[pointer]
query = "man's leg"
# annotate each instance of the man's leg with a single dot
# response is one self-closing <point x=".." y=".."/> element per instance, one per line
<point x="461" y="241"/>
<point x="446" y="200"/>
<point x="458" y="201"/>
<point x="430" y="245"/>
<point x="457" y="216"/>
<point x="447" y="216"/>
● ● ● ● ●
» **Instructions for the task**: Copy every line of the items above, requests included, and add 103 to each x and y coordinate in the answers. Keep everything else unchanged.

» **The reply**:
[pointer]
query = "man's leg"
# annotate each instance of the man's leg with a single dot
# response is one self-closing <point x=".." y=".."/> element per instance, one per line
<point x="564" y="344"/>
<point x="549" y="303"/>
<point x="561" y="304"/>
<point x="533" y="348"/>
<point x="560" y="319"/>
<point x="550" y="319"/>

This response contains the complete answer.